[Opening DATA FOR PROCESSING section]

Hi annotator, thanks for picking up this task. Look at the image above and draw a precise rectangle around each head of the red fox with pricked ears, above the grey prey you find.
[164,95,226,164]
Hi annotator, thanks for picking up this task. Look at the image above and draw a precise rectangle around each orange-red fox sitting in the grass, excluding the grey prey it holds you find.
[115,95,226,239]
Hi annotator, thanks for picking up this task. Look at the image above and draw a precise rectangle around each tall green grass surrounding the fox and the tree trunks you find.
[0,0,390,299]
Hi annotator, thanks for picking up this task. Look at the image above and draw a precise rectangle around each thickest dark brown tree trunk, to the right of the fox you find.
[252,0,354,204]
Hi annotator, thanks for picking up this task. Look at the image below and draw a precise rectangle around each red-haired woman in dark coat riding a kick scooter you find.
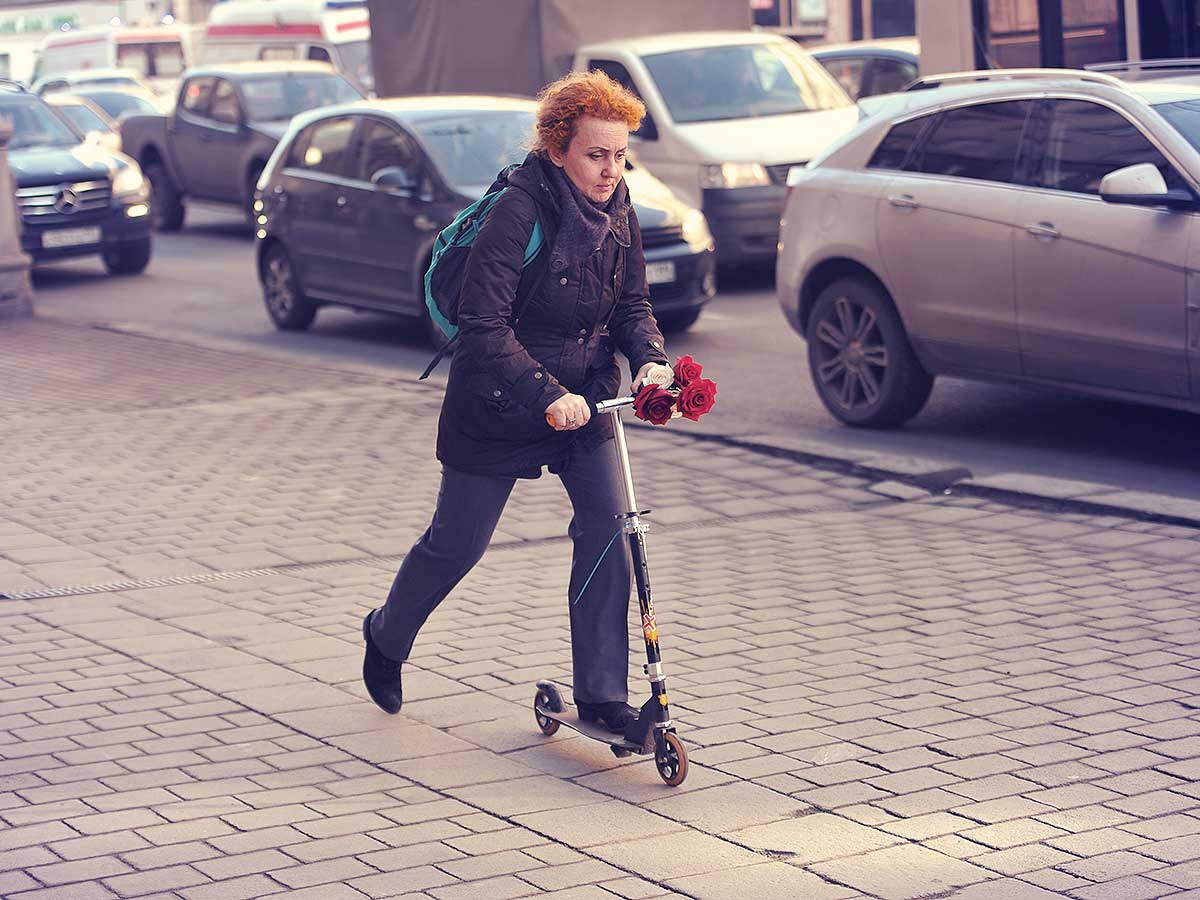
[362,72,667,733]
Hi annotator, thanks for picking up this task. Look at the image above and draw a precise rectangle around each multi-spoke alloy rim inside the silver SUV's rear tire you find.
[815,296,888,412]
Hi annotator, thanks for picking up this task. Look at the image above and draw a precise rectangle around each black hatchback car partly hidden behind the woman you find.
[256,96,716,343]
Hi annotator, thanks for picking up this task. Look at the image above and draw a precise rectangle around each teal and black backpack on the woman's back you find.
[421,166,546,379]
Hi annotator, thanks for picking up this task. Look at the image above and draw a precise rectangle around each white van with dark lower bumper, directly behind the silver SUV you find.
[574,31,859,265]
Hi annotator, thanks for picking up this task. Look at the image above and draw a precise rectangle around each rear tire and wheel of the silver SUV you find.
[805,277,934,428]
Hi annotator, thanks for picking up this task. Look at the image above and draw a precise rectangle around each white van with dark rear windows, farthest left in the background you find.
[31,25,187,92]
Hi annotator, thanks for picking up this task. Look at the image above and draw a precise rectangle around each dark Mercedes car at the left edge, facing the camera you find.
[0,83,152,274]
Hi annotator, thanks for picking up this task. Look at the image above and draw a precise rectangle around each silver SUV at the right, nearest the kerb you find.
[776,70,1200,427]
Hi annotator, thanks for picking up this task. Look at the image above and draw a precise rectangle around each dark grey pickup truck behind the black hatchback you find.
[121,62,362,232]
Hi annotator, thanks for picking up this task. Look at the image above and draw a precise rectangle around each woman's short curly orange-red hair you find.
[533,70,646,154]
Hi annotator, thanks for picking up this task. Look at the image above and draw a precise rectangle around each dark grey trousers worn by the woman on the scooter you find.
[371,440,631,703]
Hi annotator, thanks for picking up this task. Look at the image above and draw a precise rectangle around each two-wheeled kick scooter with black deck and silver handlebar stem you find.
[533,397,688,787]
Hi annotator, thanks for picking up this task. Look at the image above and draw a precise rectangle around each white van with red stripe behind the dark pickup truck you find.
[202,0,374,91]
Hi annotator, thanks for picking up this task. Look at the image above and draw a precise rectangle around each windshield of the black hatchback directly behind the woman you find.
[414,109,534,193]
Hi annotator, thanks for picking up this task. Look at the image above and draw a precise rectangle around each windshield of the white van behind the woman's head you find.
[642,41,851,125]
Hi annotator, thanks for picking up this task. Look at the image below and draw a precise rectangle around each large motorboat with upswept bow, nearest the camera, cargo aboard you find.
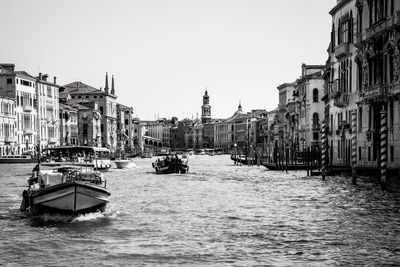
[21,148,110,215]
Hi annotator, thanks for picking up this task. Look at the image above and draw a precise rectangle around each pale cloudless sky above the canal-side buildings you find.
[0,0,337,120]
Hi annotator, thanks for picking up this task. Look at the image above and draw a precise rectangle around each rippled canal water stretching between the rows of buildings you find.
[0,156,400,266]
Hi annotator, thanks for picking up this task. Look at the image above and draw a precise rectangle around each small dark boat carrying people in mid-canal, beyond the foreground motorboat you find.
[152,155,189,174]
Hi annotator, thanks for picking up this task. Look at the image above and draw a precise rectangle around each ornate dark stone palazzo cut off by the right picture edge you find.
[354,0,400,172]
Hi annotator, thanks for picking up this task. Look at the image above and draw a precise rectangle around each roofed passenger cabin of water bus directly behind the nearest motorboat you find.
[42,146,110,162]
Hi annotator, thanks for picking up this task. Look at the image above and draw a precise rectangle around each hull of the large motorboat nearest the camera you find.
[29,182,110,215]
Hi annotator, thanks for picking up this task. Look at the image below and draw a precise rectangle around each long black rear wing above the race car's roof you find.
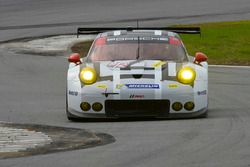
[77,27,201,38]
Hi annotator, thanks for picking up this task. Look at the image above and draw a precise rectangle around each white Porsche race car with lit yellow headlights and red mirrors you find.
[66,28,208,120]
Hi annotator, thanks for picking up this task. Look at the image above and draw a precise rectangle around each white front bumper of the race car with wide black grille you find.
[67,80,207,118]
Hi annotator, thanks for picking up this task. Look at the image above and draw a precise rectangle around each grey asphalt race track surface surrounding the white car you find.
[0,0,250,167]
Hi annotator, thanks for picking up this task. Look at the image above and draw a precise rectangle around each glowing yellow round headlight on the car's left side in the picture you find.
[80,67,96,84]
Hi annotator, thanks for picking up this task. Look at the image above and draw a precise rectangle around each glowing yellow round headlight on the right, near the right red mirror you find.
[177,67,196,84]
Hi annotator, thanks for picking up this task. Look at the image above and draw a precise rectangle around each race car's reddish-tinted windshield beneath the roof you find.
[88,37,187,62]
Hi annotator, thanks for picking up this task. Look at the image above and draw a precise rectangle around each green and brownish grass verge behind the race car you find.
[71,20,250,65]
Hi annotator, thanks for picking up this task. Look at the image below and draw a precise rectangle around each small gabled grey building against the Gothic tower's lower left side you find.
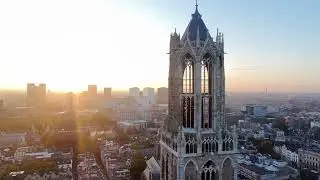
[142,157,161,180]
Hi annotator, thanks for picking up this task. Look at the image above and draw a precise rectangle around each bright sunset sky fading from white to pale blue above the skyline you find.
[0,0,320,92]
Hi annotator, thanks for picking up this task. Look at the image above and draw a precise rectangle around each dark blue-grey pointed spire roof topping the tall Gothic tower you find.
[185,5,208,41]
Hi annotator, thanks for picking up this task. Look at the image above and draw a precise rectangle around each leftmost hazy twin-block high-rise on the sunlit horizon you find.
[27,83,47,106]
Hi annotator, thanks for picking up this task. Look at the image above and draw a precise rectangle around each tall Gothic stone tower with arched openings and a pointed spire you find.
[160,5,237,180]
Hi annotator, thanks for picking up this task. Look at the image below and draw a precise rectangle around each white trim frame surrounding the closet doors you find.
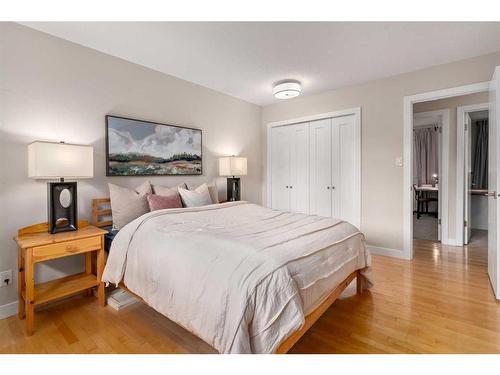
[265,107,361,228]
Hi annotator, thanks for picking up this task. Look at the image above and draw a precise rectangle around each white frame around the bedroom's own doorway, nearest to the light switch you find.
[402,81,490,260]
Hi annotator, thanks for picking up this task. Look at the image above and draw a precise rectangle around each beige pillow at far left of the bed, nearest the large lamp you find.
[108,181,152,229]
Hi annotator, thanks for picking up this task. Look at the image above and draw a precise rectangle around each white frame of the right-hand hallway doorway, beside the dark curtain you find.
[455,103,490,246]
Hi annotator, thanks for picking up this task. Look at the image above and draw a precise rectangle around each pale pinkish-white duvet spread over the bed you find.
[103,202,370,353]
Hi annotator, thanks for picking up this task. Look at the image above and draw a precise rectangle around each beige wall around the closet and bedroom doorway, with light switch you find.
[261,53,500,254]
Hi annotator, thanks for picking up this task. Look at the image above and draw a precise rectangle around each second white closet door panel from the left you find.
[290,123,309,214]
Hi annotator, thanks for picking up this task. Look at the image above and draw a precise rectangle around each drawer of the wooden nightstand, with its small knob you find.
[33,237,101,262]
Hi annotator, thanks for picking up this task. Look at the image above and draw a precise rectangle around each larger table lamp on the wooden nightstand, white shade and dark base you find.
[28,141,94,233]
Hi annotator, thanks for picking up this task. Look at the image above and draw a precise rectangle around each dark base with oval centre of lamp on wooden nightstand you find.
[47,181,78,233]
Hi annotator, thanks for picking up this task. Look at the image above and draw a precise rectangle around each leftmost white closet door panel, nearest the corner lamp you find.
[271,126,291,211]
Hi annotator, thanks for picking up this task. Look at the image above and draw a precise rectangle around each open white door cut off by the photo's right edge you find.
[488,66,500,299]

[Closing DATA FOR PROCESSING section]

EXERCISE BRIEF — Retype exactly the lines from the one containing "right edge you find." through the last line of the records above, including both.

RESULT OF THE EXERCISE —
Hi annotator, thanks for picking up this task. Look at the image above and draw a precise rectangle around each open white door cut off by the photo's right edge you find.
[488,66,500,299]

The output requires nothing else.